§ Job: Pull out each line below that contains the word "blue", and copy those lines in full. Only matches with the same capitalization count.

§ Records to use:

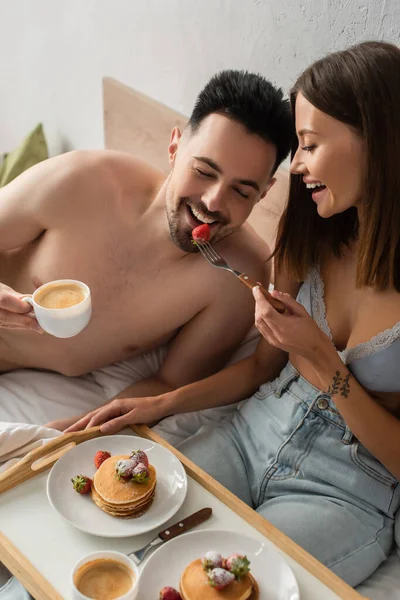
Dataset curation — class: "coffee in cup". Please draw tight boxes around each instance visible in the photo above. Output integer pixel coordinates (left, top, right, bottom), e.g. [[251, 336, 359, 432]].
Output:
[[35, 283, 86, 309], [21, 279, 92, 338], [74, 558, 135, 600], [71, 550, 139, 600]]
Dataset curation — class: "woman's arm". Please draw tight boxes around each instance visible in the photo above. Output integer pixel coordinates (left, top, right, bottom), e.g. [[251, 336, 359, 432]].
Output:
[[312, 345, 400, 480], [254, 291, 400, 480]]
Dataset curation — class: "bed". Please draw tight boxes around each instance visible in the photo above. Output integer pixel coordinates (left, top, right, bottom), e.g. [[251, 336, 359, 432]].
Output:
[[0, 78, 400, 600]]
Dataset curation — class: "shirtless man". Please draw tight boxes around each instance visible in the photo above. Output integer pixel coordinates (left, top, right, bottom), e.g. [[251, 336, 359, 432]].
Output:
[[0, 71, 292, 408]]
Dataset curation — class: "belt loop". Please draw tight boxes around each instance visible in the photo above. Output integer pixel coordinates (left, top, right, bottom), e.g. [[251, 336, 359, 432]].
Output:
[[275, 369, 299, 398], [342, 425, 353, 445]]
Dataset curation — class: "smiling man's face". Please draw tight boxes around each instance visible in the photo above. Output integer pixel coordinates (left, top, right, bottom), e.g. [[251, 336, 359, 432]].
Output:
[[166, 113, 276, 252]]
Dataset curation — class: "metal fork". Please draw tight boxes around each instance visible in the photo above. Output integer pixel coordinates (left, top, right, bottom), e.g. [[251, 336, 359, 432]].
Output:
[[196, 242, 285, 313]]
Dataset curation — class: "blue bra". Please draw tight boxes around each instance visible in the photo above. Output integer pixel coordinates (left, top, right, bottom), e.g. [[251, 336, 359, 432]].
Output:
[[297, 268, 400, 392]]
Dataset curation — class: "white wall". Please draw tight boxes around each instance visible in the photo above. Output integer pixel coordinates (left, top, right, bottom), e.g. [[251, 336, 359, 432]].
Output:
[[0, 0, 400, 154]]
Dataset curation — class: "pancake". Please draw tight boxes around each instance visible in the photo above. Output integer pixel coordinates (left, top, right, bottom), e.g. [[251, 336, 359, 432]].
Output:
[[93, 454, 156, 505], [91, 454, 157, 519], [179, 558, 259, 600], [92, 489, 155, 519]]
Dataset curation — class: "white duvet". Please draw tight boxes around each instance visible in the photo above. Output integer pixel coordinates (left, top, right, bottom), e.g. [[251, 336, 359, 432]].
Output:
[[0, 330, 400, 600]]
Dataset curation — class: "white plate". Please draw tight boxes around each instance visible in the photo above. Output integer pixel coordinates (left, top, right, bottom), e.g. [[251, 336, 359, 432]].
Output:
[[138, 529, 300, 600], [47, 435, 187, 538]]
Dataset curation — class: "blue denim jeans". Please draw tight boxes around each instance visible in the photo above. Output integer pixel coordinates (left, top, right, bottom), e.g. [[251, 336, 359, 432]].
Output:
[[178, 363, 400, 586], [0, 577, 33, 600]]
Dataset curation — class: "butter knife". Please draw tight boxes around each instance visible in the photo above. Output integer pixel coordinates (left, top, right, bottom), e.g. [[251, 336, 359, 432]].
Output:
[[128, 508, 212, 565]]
---
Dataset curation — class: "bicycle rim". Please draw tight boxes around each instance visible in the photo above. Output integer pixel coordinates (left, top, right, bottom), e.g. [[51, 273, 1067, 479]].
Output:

§ Correct answer:
Dataset curation — class: "blue bra". Please draw tight boxes around each instance visible in the photo above. Output integer pixel coordinates (left, top, right, bottom), e.g. [[251, 336, 359, 432]].
Dataset curation — class: "blue denim jeans". Please draw tight boxes around each instance visible in the photo above. Output integer pixel coordinates (left, top, right, bottom), e.g. [[251, 336, 359, 432]].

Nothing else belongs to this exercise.